Mi trauma con el baile

Saber bailar es una virtud que no todos poseemos, tal y como le sucede al novelista Héctor Abad Faciolince. Aquí, sin ningún pudor, nos cuenta los problemas que le ha traído su nula habilidad para tirar paso.

Por: Héctor Abad Faciolince - Edición 92
| Foto: Héctor Abad Faciolince - Edición 92

Uno es solo cuerpo. En una parte del cuerpo, el cerebro, ocurre una cosa rara: se produce eso que llamamos ideas, pasiones, sensaciones, silogismos, felicidades, tristezas, olvidos y recuerdos. Algunos, a todo eso que ocurre en el cerebro, le dicen alma: un ímpetu, un respiro. Prefiero referirme a esa parte de lo que somos con un nombre más difícil, pero menos impreciso: mente. En alguna parte escondida de esa mente del cuerpo, o tal vez fuera de esa mente, en el puro y absoluto cuerpo sin mente, debe de quedar un resorte que hace que el resto del cuerpo se mueva con gracia y ritmo. Ese movimiento se llama baile.

Filas de un conjunto de datos de señalamiento:
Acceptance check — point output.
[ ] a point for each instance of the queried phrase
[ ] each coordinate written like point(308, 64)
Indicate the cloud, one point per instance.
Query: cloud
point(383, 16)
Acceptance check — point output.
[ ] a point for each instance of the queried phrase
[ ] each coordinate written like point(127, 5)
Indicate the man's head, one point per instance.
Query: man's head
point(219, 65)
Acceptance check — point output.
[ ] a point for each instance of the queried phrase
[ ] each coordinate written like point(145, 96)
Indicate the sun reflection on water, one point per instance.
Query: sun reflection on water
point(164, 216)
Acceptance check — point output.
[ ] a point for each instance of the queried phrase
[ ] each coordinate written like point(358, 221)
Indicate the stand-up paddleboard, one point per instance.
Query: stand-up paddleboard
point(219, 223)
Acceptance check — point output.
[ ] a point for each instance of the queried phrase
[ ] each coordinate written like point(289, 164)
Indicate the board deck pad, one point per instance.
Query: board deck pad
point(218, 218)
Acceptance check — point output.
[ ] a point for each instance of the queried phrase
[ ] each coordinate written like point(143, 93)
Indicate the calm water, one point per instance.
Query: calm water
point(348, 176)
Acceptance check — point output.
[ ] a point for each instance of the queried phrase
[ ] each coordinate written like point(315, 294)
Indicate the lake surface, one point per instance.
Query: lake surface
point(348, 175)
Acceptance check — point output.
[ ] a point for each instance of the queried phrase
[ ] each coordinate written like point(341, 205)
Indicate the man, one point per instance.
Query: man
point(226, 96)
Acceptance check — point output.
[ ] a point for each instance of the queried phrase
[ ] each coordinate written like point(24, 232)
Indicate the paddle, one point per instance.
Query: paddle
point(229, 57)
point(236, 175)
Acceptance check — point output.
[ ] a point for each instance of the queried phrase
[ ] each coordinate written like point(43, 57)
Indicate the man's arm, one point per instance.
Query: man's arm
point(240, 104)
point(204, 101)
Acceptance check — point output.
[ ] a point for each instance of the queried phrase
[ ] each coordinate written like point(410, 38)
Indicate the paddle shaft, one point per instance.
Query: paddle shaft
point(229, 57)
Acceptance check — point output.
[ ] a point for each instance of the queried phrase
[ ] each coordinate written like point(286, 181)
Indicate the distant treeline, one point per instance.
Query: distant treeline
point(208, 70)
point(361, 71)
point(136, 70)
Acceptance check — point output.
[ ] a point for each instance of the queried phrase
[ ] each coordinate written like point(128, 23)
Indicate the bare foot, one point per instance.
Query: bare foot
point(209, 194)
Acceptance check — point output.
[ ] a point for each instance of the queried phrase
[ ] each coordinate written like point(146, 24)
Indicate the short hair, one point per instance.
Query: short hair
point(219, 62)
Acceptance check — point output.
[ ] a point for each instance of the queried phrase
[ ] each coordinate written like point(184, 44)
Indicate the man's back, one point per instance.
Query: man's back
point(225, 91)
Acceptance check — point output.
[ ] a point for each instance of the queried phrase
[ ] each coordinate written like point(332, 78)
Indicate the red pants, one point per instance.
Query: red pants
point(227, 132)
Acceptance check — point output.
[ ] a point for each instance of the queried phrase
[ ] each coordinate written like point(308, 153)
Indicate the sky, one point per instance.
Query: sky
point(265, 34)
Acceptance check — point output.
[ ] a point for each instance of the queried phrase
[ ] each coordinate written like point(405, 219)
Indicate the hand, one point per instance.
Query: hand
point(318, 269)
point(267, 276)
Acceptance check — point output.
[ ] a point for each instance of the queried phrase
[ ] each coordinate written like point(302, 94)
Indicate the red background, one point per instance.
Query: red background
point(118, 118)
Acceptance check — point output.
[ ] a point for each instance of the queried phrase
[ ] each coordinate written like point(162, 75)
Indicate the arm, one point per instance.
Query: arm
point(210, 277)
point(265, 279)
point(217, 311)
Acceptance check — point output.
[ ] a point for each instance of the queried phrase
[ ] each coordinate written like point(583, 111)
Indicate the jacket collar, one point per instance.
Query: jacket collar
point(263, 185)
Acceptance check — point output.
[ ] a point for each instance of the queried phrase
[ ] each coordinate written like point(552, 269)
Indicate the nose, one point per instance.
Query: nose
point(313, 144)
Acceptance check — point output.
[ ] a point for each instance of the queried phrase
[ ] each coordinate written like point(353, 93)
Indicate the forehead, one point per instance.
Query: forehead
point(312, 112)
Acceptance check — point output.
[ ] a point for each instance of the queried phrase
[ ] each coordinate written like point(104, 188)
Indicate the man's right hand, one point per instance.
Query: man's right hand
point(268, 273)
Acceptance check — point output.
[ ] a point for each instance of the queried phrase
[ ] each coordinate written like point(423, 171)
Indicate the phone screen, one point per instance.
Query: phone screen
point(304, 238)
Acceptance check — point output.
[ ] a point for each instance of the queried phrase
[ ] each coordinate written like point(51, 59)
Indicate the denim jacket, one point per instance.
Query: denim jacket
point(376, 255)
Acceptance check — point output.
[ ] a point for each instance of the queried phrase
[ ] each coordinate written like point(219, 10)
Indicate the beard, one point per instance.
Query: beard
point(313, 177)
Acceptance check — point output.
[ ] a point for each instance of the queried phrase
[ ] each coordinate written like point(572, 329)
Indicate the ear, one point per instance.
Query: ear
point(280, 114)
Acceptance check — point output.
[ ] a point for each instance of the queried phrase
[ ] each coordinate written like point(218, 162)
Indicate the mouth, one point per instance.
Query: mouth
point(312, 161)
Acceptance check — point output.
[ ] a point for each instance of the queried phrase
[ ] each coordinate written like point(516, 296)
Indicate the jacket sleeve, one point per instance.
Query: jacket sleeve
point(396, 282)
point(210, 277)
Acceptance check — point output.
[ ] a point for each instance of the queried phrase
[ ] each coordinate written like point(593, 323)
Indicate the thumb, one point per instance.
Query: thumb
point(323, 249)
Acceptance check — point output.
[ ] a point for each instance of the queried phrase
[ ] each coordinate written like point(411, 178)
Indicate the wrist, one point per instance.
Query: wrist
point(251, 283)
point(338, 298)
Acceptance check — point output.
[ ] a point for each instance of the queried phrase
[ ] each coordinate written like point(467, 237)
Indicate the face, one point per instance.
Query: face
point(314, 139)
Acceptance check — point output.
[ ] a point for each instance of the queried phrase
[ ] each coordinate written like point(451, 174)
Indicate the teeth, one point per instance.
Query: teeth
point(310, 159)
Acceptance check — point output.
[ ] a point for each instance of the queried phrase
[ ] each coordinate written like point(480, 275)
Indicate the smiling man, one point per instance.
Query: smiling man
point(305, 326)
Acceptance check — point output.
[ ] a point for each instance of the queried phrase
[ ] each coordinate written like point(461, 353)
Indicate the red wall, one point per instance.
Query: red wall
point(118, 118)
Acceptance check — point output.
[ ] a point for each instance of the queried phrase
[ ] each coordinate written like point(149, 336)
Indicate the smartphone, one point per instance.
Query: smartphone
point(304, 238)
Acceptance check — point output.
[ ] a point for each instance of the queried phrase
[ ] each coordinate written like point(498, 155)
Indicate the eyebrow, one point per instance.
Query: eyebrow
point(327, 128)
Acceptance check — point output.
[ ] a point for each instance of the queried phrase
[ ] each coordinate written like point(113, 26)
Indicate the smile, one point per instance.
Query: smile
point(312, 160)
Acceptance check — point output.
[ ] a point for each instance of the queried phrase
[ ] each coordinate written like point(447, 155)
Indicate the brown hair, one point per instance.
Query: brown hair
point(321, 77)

--

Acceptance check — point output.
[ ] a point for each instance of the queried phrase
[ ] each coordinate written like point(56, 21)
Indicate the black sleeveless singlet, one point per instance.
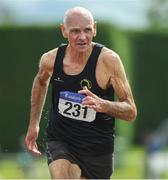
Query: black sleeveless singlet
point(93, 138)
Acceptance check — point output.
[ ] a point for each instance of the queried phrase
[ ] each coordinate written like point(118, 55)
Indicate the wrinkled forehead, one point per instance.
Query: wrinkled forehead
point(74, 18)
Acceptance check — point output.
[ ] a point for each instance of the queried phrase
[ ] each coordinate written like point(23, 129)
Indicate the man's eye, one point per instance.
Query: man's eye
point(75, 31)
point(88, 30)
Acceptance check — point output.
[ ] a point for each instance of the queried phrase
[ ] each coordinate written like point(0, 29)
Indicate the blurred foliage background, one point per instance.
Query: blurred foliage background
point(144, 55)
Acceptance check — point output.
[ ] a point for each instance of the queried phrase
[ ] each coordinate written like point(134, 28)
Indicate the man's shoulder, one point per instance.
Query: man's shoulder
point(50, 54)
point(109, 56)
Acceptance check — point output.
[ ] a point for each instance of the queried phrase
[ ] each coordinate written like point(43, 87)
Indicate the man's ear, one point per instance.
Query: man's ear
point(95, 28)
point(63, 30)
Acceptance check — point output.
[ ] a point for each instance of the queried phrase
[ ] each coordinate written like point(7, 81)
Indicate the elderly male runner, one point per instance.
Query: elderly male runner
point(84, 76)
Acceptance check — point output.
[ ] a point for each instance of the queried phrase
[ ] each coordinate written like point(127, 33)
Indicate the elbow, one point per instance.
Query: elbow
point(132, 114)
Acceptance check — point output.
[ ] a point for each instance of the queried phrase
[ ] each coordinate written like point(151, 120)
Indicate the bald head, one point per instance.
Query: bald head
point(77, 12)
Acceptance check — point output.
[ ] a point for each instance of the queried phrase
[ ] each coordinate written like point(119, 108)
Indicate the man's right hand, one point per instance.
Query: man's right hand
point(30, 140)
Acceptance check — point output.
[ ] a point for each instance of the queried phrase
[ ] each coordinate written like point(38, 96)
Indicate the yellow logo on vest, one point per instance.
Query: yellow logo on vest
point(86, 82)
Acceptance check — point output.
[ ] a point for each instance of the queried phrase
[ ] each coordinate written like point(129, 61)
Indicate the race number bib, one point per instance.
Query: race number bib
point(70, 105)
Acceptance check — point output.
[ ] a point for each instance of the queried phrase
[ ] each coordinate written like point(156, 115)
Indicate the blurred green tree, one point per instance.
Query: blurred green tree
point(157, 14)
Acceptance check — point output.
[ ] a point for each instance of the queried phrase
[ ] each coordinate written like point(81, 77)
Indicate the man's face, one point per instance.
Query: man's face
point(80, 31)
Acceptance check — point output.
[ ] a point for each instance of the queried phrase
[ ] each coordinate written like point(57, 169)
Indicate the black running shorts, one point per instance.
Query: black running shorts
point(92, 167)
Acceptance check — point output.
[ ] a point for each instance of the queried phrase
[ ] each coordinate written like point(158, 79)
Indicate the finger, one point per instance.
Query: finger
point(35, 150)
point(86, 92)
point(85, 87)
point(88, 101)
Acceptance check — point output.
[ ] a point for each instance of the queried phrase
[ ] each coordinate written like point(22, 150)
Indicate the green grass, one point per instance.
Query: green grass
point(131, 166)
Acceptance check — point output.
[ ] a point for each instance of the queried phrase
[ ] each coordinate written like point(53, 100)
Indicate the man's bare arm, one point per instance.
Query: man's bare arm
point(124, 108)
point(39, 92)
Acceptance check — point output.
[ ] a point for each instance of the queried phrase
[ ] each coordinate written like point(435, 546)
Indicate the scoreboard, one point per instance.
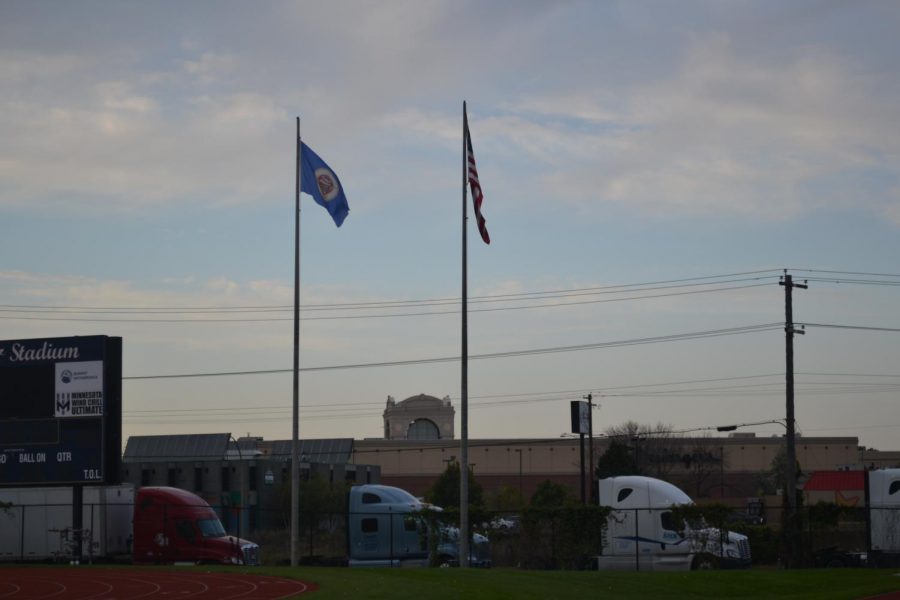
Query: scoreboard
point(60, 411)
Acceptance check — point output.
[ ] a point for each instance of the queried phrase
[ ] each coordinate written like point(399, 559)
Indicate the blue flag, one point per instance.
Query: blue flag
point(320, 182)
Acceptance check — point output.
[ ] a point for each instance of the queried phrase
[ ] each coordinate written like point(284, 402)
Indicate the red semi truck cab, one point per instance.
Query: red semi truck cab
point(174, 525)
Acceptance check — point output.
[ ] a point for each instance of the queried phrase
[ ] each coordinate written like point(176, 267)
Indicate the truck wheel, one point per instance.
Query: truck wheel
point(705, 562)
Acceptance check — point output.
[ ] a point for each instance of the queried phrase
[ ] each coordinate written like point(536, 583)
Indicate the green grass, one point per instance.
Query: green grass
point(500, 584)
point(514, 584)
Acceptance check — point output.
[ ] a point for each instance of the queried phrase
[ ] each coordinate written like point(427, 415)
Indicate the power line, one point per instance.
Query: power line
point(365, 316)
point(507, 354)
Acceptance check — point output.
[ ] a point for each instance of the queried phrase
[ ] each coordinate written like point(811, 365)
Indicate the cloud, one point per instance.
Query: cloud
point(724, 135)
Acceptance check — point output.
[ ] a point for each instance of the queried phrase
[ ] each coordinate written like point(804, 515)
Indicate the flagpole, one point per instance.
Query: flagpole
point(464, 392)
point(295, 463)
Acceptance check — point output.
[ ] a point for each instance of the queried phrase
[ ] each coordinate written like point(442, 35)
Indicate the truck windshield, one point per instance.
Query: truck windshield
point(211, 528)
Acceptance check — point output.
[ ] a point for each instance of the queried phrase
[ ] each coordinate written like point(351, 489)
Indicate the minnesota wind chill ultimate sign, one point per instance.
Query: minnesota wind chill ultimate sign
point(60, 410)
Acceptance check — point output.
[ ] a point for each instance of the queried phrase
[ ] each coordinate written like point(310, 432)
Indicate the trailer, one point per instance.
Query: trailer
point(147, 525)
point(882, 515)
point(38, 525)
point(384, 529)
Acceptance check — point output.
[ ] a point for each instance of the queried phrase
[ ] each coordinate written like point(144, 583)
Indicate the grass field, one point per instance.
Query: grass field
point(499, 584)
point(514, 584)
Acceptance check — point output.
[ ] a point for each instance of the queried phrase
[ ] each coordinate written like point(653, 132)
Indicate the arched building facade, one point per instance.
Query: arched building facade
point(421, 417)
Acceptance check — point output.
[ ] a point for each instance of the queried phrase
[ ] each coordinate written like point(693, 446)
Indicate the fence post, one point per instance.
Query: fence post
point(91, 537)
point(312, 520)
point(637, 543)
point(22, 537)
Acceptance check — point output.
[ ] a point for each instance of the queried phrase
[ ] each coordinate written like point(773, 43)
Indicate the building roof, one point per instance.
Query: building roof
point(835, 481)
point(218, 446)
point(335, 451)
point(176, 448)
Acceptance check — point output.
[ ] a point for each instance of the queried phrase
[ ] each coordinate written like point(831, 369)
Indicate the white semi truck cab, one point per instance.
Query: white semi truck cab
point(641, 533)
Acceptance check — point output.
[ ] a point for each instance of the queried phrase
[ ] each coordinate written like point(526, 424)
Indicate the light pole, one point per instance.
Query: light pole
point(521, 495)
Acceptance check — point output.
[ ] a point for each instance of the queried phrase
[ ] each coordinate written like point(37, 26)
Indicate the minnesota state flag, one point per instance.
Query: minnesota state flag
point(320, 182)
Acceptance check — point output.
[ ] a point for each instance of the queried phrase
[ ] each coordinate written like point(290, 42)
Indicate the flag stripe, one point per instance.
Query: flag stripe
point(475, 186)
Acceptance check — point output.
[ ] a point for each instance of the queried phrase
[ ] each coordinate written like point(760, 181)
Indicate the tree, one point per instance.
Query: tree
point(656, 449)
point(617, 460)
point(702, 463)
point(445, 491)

#### Partes del ejercicio:
1) Devuelva sin cambios el fragmento del texto sobre el baile que va desde "Mi trauma con" hasta "para tirar paso.".
2) Localice y copie cada línea de las filas que contenga la palabra "stripe", distinguiendo entre mayúsculas y minúsculas.

#### Respuestas del ejercicio:
1)
Mi trauma con el baile

Saber bailar es una virtud que no todos poseemos, tal y como le sucede al novelista Héctor Abad Faciolince. Aquí, sin ningún pudor, nos cuenta los problemas que le ha traído su nula habilidad para tirar paso.

2)
Indicate the flag stripe, one point per instance.
Query: flag stripe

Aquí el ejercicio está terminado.